# Instructions to follow
For the records that follow, please set down exactly the lines between the one holding "Where can the white" and the one holding "Where can the player's arm", inclusive, and only those.

[Referring expression pointing data]

----------

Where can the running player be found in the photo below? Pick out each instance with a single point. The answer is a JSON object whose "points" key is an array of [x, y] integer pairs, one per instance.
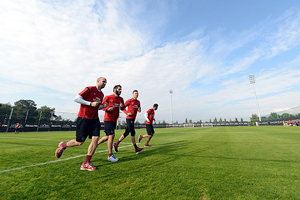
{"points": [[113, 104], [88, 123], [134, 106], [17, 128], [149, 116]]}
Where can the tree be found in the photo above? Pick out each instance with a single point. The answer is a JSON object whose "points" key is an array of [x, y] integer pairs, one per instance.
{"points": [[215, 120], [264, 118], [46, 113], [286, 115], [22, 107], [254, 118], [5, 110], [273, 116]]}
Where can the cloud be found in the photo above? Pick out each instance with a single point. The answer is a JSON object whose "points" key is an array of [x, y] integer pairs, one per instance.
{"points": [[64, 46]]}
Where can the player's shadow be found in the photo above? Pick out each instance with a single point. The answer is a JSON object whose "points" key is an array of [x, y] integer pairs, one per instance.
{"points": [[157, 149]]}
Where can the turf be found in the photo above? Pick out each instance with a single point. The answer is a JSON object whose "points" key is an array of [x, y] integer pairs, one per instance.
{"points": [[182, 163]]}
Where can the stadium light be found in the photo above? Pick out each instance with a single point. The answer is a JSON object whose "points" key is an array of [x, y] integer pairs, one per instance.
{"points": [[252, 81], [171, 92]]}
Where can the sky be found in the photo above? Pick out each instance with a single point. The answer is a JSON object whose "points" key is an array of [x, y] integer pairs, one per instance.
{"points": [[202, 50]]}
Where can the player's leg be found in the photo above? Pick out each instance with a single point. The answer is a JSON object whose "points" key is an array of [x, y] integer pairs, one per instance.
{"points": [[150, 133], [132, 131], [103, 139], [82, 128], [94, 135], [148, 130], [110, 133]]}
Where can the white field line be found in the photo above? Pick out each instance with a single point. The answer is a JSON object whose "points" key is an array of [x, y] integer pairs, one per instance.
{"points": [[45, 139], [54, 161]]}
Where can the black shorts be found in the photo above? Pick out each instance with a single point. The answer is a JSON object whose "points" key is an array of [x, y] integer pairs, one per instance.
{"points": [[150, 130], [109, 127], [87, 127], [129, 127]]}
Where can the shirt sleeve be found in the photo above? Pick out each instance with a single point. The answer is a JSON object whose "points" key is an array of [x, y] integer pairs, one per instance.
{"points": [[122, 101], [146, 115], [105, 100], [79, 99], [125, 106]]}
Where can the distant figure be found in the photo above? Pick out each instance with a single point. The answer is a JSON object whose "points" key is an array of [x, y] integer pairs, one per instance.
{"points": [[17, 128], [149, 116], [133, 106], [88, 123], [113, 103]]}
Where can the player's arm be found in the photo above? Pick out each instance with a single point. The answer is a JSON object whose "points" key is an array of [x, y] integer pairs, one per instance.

----------

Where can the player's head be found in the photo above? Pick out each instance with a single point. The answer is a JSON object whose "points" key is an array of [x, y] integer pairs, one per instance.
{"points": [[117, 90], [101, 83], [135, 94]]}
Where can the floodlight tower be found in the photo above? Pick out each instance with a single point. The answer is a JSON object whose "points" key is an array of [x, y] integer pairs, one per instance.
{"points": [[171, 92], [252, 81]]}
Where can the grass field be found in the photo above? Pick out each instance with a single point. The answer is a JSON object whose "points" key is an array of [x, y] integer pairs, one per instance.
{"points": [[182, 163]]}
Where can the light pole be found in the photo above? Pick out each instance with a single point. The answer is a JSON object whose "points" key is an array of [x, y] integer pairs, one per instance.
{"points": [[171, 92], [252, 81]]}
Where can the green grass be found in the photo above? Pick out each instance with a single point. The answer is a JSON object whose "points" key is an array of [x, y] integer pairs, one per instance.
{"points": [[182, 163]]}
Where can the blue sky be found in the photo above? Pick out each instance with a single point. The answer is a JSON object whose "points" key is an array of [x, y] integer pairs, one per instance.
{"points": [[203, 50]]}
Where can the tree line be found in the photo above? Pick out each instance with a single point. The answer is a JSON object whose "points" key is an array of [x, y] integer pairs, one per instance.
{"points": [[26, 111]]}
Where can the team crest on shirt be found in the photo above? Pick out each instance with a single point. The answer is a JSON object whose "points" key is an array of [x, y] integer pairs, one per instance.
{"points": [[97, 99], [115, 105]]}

----------

# Result for this task
Where can the white field line be found in the photo above? Pick out each instance with a single point. The answer is a JSON object whose "points" key is an array of [x, y] integer pairs, one per instance.
{"points": [[45, 139], [54, 161]]}
Where can the black shorts be found in the photo above? Pick out each instance with a single point. The answer is a JSON object whose "points" key is an array of [x, y] integer pairs, one per instance.
{"points": [[150, 130], [109, 127], [87, 127], [129, 127]]}
Where can the shirt sleeve be found in the photo above? Pick out each instance with a single point. The answer is a JSON object whose "points" key is an array of [x, y] integer pairs, one per instance.
{"points": [[122, 101], [146, 115], [105, 100], [79, 99], [125, 106]]}
Where can the distant figure be found in the photo above? Pick out each instance with a single point. The answer is a JSON object whose "points" key is an array of [x, y] integer pairs, one per instance.
{"points": [[17, 128], [149, 116], [133, 106], [88, 123], [113, 103]]}
Where can the player's arm be found in the photo above? Pick out each instance with a single point. The answer is a JSON object whose "points" key is an array of [x, y] integer pairs, one per instance.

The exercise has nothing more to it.